• Supplied passage
==================================================
At the time of a taxable event, Internationally Mobile
Participant authorizes
the Company or an Affiliate to have the
Company-designated broker to sell on the market a portion of the
Shares that have an aggregate market value sufficient to pay the
Tax-Related Items (a “
Sell to Cover”). Any Sell
to Cover arrangement shall be pursuant to terms specified by the
Company from time to time.
No fractional Shares will be withheld, sold to cover the any or
all income tax, social insurance, payroll tax, payment on
account or other tax-related withholding (
“Tax-Related
Items”) or issued pursuant to the grant of RSUs and the
issuance of Shares thereunder; unless determined otherwise by
the Company, any additional withholding for Tax-Related Items
necessary for this reason will be done by
the Company or an
Affiliate, in its sole discretion, through Internationally
Mobile Participant’s paycheck or other cash compensation
paid to Internationally Mobile Participant by
the Company
and/or an
Affiliate or through direct payment by Internationally Mobile
Participant to
the Company in the form of cash, check or other
cash equivalent.
In the event Participant fails to provide timely payment of all
sums required by
the Company pursuant to this Section 3,
the Company shall have the right and option, but not obligation,
to treat such failure as an election by Participant or
Internationally Mobile Participant to satisfy all or any portion
of his or her required payment obligation by means of requesting
the Company to withhold vested Shares otherwise issuable in
accordance with either clause (c) above or Sell to Cover,
as applicable.
The Company shall not be obligated to deliver any new
certificate representing Shares issuable with respect to the
Restricted Stock Units to Participant or Participant’s
legal representative unless and until Participant or
Participant’s legal representative shall have paid or
otherwise satisfied in full the amount of all federal, state,
local and foreign taxes applicable to the taxable income of
Participant resulting from the grant of the Restricted Stock
Units, the distribution of the Shares issuable with respect
thereto, or any other taxable event related to the Restricted
Stock Units.
==================================================
• Extracted information
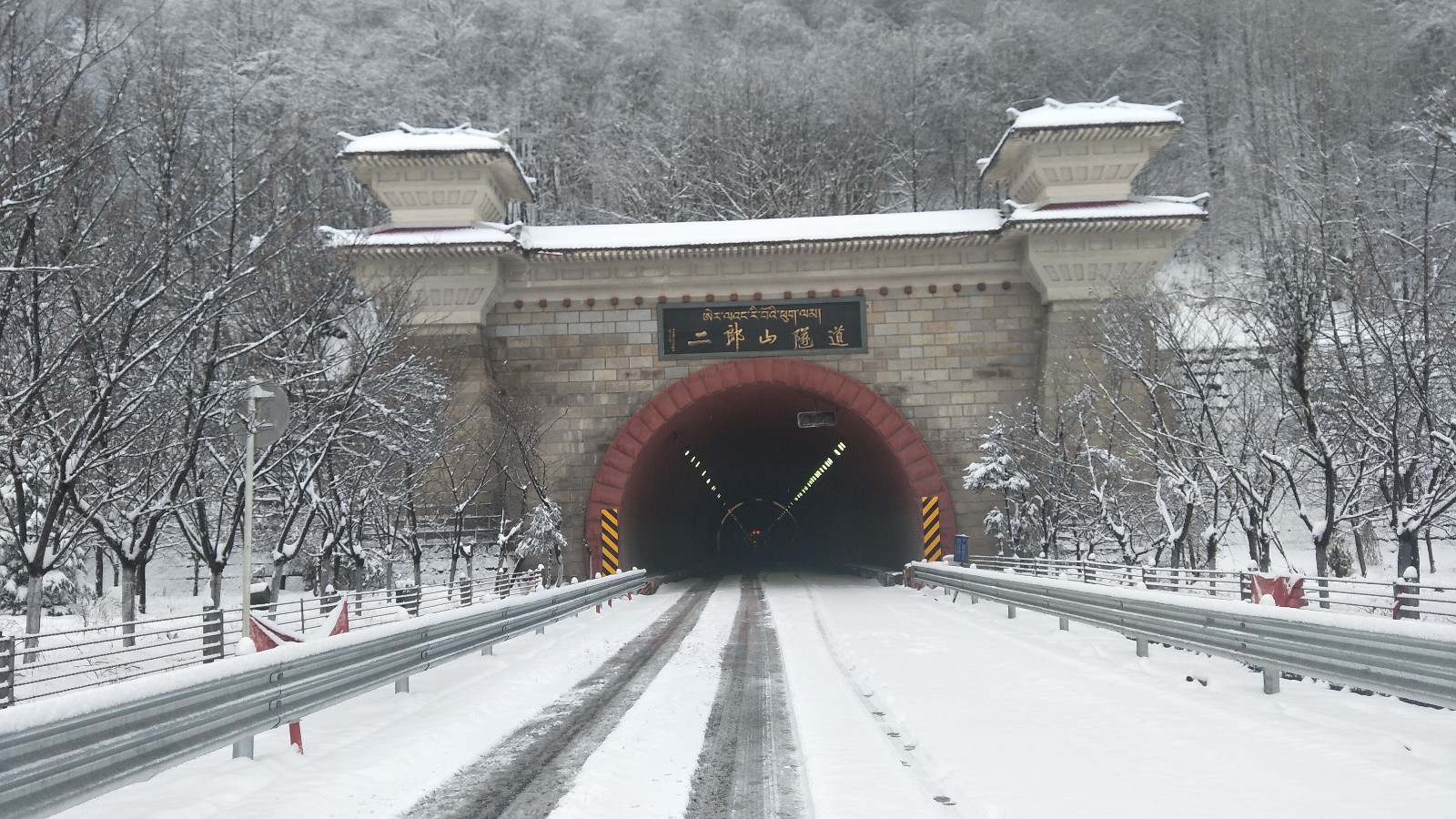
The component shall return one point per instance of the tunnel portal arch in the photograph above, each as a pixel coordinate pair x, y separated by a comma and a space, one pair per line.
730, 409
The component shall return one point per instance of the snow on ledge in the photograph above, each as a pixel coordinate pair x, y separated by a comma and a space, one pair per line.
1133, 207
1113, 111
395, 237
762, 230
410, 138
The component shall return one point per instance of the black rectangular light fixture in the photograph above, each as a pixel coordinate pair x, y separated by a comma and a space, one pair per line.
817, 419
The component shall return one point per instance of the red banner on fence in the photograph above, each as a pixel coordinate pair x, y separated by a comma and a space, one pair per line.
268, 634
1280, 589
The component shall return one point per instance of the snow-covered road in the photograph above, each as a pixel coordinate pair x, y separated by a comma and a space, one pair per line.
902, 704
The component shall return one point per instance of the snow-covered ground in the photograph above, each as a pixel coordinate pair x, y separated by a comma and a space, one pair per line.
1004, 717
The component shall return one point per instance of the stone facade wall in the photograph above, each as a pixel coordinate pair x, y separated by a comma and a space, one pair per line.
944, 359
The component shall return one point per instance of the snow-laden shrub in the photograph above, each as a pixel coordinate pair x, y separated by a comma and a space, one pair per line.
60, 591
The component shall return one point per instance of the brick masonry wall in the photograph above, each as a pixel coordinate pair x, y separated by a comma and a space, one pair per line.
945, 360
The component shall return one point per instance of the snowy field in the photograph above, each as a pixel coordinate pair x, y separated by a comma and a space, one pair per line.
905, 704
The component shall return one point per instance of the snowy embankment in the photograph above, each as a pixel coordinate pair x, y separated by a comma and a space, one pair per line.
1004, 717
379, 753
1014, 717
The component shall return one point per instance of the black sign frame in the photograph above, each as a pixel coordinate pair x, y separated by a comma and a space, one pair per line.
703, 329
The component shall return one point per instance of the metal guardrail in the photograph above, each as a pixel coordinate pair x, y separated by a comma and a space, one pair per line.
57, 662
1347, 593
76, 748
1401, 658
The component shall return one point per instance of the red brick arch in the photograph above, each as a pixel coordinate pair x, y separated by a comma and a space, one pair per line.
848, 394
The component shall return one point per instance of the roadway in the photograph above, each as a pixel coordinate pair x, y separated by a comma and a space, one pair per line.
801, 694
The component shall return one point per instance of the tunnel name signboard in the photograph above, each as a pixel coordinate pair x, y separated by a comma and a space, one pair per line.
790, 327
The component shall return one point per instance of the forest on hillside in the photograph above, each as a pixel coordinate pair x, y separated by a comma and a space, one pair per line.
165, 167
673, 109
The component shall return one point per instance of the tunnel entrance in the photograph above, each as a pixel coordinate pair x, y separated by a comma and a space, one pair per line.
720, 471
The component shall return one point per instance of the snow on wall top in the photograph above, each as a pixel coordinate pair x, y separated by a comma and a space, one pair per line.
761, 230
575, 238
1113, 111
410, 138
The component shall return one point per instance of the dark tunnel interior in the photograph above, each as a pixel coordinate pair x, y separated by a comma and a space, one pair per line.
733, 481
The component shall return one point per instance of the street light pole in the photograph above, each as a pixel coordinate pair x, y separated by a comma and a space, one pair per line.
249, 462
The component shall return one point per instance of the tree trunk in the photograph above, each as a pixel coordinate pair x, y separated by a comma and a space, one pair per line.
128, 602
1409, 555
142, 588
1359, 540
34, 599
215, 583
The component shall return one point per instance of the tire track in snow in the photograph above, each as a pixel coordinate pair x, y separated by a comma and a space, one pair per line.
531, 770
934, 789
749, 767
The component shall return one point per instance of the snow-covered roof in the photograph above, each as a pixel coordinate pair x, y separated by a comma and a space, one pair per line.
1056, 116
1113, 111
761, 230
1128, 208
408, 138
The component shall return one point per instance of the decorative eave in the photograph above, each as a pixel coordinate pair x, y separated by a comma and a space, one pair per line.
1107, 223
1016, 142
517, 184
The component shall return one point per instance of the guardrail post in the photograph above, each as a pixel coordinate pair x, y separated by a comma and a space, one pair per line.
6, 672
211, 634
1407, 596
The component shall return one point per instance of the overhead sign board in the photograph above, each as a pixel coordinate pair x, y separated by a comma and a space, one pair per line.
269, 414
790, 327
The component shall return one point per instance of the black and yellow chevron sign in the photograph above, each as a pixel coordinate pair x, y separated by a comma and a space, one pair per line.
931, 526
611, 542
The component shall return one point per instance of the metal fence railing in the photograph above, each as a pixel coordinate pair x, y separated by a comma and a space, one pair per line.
==================================================
• Short exercise
Reproduce the tax withholding passage word for word, beginning at the words "The Company shall not" and stopping after "Stock Units.".

• Answer to the exercise
The Company shall not be obligated to deliver any new
certificate representing Shares issuable with respect to the
Restricted Stock Units to Participant or Participant’s
legal representative unless and until Participant or
Participant’s legal representative shall have paid or
otherwise satisfied in full the amount of all federal, state,
local and foreign taxes applicable to the taxable income of
Participant resulting from the grant of the Restricted Stock
Units, the distribution of the Shares issuable with respect
thereto, or any other taxable event related to the Restricted
Stock Units.